---------- Source text ----------

Correlate Alerts into Incidents

Correlation is the process of clustering related alerts into incidents. Moogsoft uses correlation definitions that specify the data fields of interest to determine if an alert and incident are correlated. To define an effective correlation, you need to determine the following:

  1. How you want to correlate your alerts — such as by node, service, or location.

  2. The alert fields in your data that contain the relevant information.

Correlation example: how it works

This example illustrates how Moogsoft clusters alerts with just a few high-level bits of information from you.

You're a DevOps engineer responsible for setting up Moogsoft. You're using Datadog, AWS CloudWatch, and Moogsoft collectors to monitor your infrastructure. You go to the Correlation editor and create a new correlation.

You want to cluster application, system, cloud, and network alerts for the same service in the same location. When prompted for the alert fields to correlate, you select the following:

  • service field, with 80% similarity. The 80% similarity helps cluster alerts with slight variations on the same service name.

  • location field, with 100% similarity. You want to make sure that all the alerts in each incident are from the same location.

correlation-example-screenshot.png

You accept the defaults for the other options. You click Save and the correlation engine processes new alerts using your correlation:

  1. AWS CloudWatch sends an alarm to the Events API: inbound network traffic is high on cntnr23.

---------- Stored rows ----------

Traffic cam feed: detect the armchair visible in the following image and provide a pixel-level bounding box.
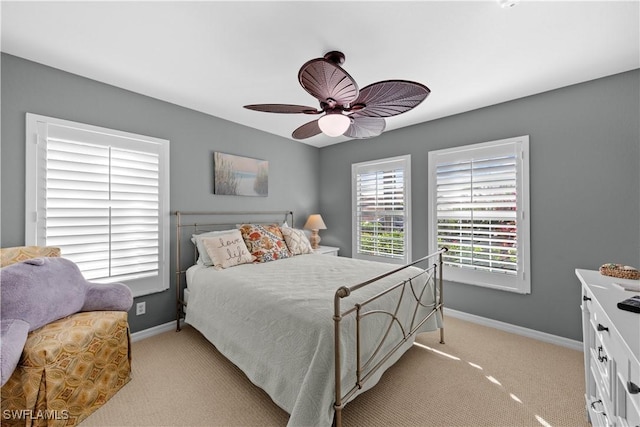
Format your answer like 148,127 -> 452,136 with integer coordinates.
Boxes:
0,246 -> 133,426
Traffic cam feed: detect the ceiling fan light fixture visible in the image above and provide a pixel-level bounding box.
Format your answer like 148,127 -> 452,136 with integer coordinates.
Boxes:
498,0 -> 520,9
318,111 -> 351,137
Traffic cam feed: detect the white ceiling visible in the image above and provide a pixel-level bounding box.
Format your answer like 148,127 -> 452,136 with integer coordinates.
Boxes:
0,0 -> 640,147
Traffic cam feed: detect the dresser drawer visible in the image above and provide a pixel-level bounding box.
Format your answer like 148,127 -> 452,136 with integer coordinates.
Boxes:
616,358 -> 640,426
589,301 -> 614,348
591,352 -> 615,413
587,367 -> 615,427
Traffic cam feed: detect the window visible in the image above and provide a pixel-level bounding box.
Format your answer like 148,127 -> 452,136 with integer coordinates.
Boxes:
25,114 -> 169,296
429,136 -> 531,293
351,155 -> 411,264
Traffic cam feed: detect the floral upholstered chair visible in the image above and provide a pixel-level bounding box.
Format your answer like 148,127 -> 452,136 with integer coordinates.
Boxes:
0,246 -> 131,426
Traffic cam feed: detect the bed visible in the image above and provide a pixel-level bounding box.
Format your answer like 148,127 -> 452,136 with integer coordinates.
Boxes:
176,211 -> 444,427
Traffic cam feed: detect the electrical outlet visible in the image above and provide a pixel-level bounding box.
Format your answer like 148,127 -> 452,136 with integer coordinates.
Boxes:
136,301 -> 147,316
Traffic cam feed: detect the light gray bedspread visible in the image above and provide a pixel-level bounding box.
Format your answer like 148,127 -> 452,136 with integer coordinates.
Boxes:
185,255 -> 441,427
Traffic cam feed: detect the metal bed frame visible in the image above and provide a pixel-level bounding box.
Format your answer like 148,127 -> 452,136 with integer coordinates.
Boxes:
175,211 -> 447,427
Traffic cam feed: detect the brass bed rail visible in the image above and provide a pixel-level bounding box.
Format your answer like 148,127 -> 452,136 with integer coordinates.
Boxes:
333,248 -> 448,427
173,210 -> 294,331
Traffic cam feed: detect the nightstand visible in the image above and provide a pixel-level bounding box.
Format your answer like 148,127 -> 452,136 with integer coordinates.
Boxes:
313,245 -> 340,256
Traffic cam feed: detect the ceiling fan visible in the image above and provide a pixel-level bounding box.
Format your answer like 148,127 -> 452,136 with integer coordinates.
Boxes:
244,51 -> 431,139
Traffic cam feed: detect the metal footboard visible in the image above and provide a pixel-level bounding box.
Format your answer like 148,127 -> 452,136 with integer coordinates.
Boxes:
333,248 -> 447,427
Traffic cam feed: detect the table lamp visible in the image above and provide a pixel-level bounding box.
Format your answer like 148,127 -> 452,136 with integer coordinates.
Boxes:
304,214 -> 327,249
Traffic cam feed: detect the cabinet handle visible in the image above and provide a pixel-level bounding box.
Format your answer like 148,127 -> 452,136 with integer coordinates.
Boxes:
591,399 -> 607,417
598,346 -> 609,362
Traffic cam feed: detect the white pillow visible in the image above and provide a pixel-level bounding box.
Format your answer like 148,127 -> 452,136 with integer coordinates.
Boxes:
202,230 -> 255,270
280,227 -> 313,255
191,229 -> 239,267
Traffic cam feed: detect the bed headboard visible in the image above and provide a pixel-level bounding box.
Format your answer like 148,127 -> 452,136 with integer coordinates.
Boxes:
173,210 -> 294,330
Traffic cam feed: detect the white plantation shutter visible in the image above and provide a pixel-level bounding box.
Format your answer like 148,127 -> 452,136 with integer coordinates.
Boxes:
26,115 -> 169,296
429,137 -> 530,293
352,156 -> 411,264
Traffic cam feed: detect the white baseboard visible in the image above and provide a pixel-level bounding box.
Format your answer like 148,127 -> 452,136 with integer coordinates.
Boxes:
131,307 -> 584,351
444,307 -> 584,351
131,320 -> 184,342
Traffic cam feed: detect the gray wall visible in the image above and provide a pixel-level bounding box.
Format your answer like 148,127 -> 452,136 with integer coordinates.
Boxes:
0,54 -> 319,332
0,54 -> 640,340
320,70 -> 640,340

----------

▸ Goals
[a] Answer these from the text on correlating alerts:
(i) What is the process of clustering related alerts into incidents called?
(ii) Which tools does the DevOps engineer use to monitor the infrastructure?
(iii) What similarity is set for the service field?
[b] Reproduce the stretch of the text on correlating alerts from "Correlation example: how" through "same service name.".
Work only from the text on correlating alerts.

▸ Exercise answers
[a]
(i) Correlation.
(ii) Datadog, AWS CloudWatch, and Moogsoft collectors.
(iii) 80% similarity.

[b]
Correlation example: how it works

This example illustrates how Moogsoft clusters alerts with just a few high-level bits of information from you.

You're a DevOps engineer responsible for setting up Moogsoft. You're using Datadog, AWS CloudWatch, and Moogsoft collectors to monitor your infrastructure. You go to the Correlation editor and create a new correlation.

You want to cluster application, system, cloud, and network alerts for the same service in the same location. When prompted for the alert fields to correlate, you select the following:

  • service field, with 80% similarity. The 80% similarity helps cluster alerts with slight variations on the same service name.